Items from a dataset
########
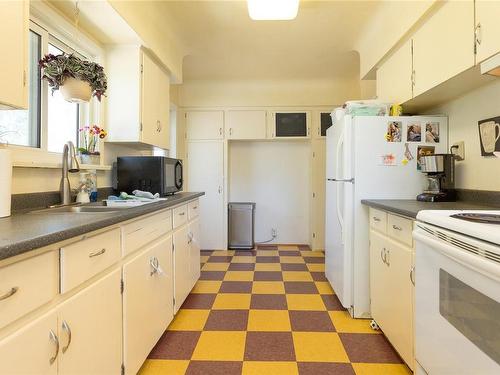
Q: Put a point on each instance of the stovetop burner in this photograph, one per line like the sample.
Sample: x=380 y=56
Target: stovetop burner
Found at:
x=478 y=218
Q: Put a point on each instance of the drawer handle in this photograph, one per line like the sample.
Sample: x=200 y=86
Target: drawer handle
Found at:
x=97 y=253
x=10 y=293
x=55 y=340
x=66 y=328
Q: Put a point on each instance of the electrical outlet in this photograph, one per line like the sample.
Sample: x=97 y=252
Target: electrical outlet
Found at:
x=458 y=149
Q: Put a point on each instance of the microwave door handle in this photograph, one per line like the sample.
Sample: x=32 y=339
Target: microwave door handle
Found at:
x=178 y=182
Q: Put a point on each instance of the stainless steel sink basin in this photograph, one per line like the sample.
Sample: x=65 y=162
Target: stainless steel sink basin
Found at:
x=87 y=208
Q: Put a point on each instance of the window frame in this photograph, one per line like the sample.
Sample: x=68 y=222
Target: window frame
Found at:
x=92 y=113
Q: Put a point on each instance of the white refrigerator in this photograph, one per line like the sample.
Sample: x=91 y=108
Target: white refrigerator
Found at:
x=362 y=164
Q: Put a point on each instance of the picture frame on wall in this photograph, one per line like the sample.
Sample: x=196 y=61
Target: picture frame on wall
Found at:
x=489 y=136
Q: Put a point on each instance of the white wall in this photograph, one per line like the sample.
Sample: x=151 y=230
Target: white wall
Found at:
x=274 y=175
x=475 y=172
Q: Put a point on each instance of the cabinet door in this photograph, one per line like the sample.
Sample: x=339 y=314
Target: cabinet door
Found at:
x=30 y=349
x=204 y=125
x=399 y=331
x=163 y=139
x=380 y=284
x=150 y=102
x=182 y=276
x=194 y=250
x=318 y=172
x=205 y=172
x=443 y=48
x=487 y=28
x=246 y=125
x=394 y=83
x=90 y=329
x=14 y=28
x=147 y=301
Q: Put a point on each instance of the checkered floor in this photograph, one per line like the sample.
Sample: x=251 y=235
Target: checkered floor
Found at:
x=268 y=312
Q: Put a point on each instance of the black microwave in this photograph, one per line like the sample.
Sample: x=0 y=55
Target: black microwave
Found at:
x=156 y=174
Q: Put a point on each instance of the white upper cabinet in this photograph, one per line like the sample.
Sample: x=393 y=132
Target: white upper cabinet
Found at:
x=204 y=125
x=138 y=98
x=14 y=31
x=442 y=47
x=394 y=77
x=246 y=124
x=487 y=29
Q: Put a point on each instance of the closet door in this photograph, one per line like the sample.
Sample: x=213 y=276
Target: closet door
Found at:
x=205 y=171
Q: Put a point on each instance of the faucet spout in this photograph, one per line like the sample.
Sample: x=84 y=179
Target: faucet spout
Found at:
x=69 y=164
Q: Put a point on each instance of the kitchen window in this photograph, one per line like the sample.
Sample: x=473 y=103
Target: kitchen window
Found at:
x=50 y=121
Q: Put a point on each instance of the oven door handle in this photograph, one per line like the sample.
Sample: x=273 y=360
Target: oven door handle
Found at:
x=467 y=259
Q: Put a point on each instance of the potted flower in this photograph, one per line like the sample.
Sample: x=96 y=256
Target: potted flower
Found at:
x=77 y=79
x=89 y=140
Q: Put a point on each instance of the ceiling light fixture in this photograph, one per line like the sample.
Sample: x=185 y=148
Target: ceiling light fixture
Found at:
x=266 y=10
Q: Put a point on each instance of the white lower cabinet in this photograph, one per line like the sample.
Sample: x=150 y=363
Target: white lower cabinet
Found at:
x=391 y=287
x=147 y=301
x=182 y=258
x=32 y=349
x=81 y=336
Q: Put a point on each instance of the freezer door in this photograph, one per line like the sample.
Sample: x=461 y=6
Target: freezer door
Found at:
x=339 y=240
x=339 y=150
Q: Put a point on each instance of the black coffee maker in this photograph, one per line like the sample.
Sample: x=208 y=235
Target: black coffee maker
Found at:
x=440 y=179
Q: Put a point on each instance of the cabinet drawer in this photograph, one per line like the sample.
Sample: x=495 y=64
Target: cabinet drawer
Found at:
x=193 y=209
x=26 y=285
x=138 y=233
x=84 y=259
x=378 y=220
x=400 y=229
x=180 y=216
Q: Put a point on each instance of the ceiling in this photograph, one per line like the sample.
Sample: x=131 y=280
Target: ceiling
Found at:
x=222 y=42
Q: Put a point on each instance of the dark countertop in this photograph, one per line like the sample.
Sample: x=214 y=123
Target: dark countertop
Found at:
x=23 y=232
x=410 y=208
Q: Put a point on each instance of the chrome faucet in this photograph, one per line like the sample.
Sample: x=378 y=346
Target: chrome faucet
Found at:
x=69 y=164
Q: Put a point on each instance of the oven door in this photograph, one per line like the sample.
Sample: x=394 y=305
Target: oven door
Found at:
x=457 y=309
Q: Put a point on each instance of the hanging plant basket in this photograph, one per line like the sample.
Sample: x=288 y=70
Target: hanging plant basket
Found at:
x=77 y=79
x=75 y=90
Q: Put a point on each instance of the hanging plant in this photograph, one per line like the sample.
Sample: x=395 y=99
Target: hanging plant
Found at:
x=68 y=69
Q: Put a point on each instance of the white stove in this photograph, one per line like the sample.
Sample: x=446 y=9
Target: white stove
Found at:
x=457 y=293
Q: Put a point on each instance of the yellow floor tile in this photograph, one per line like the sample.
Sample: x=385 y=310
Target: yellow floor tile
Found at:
x=311 y=302
x=220 y=346
x=289 y=259
x=324 y=287
x=238 y=276
x=243 y=259
x=345 y=324
x=215 y=267
x=267 y=253
x=268 y=267
x=206 y=286
x=232 y=301
x=163 y=367
x=380 y=369
x=268 y=320
x=297 y=276
x=288 y=247
x=316 y=267
x=319 y=254
x=189 y=320
x=222 y=253
x=319 y=347
x=274 y=368
x=268 y=287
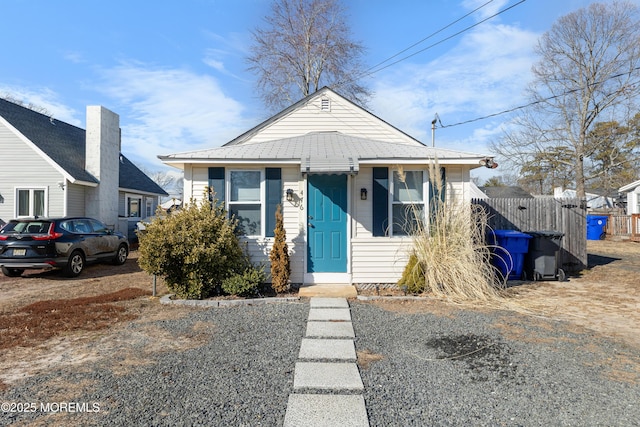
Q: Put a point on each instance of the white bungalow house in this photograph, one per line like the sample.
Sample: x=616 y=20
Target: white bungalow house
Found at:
x=632 y=191
x=344 y=178
x=51 y=168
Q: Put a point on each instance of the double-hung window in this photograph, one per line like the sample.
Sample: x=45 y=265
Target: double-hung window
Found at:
x=245 y=201
x=407 y=205
x=134 y=206
x=31 y=202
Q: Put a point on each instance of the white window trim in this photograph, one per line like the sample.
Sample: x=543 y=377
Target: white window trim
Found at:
x=392 y=202
x=128 y=196
x=31 y=199
x=262 y=202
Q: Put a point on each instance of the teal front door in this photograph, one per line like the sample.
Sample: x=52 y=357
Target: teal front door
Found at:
x=327 y=224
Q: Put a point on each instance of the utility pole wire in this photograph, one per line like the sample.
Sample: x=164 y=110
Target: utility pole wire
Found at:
x=369 y=73
x=539 y=101
x=426 y=38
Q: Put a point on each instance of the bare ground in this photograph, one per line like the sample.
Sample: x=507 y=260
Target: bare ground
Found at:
x=47 y=321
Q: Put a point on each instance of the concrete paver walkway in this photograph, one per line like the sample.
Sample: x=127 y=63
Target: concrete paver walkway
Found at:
x=327 y=364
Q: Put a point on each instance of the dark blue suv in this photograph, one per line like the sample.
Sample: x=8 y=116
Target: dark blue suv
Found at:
x=60 y=243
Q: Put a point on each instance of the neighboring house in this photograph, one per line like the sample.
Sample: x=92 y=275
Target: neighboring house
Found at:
x=633 y=197
x=347 y=182
x=505 y=192
x=594 y=201
x=51 y=168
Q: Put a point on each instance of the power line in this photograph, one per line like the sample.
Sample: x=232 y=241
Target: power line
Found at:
x=446 y=38
x=539 y=101
x=372 y=70
x=425 y=39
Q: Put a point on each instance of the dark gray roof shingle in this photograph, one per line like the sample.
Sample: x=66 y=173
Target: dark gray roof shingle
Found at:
x=65 y=145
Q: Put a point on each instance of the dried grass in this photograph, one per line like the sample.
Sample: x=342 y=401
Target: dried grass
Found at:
x=451 y=253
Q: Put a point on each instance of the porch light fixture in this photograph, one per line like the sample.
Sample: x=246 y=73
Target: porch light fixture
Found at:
x=488 y=162
x=363 y=194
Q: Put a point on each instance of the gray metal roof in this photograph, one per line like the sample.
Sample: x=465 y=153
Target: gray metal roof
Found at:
x=321 y=145
x=65 y=145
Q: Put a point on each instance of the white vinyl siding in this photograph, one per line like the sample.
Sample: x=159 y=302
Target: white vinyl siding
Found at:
x=75 y=200
x=379 y=260
x=23 y=167
x=341 y=117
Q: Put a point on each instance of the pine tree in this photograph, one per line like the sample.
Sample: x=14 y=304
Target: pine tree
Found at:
x=279 y=256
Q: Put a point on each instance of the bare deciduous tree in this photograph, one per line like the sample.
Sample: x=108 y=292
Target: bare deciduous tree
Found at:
x=306 y=45
x=588 y=72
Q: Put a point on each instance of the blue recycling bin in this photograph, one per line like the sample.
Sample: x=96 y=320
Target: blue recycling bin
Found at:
x=509 y=249
x=596 y=226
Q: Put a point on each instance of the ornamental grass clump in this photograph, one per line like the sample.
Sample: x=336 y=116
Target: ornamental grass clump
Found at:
x=449 y=258
x=194 y=250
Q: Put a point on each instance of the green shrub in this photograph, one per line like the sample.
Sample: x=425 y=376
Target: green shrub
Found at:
x=245 y=284
x=193 y=250
x=279 y=257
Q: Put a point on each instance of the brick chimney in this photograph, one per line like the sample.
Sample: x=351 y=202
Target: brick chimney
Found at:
x=102 y=160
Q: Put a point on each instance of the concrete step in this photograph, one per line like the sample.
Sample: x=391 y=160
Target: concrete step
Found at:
x=334 y=376
x=332 y=349
x=330 y=314
x=330 y=410
x=330 y=330
x=331 y=290
x=321 y=302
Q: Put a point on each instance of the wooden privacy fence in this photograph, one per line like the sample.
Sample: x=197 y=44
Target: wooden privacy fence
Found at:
x=544 y=214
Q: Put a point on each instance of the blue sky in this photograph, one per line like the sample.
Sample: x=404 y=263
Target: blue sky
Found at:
x=175 y=71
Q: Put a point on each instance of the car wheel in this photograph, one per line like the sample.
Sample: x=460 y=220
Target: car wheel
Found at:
x=121 y=255
x=75 y=265
x=12 y=272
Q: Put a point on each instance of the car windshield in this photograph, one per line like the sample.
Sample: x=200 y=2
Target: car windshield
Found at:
x=26 y=227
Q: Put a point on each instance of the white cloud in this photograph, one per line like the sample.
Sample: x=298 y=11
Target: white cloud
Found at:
x=490 y=9
x=164 y=111
x=485 y=73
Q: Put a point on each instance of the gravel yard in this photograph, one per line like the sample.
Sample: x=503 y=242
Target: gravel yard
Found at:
x=422 y=362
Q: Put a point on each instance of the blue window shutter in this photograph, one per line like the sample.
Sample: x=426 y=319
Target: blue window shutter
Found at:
x=273 y=177
x=442 y=193
x=216 y=184
x=380 y=201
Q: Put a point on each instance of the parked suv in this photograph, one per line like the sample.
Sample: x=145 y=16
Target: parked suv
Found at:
x=60 y=243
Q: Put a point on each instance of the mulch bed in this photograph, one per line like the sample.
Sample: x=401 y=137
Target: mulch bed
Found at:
x=42 y=320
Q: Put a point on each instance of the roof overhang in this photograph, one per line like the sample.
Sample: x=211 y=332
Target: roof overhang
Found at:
x=329 y=165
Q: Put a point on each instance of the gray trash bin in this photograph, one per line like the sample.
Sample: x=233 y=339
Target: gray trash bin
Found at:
x=541 y=262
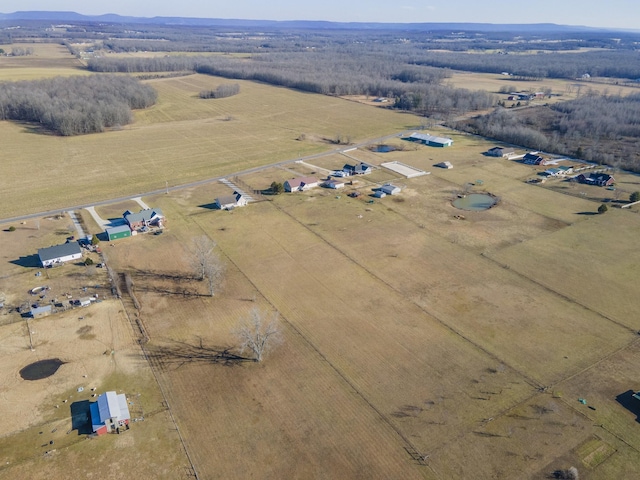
########
[Task brief] Scale the material that begins at the line containing "Q: Put a point on each instance of the blue sky" and runs through the line containing "x=422 y=362". Rewrite those lines in full, requests included, but multiply each x and y coordinate listed under "Found at:" by 2.1, round to whole numbers with halves going up, and leave the sample coordinates unchanged.

[Exercise answer]
Q: Put a point on each instance of the blue sky in this photograph, one per line like the sample.
Sample: x=404 y=263
Target: blue sky
Found at:
x=368 y=149
Q: Put a point on each instance of the car wheel in this photograph, one per line like the sample.
Sample: x=460 y=220
Target: car wheel
Found at:
x=254 y=536
x=158 y=557
x=25 y=571
Q: Put a point on each instance of the car windshield in this photograph, one per line like the sample.
Sample: x=200 y=2
Target: car windshield
Found at:
x=55 y=477
Q: Put a point on each instance of the white cloud in this photograph, one per line like the sample.
Sample: x=298 y=11
Target: white cloud
Found at:
x=1029 y=19
x=344 y=233
x=1019 y=153
Q: Put a point on each instance of the gravel yard in this photograph, one per line like the sample.
Sample: x=503 y=242
Target: gravel yard
Found at:
x=886 y=760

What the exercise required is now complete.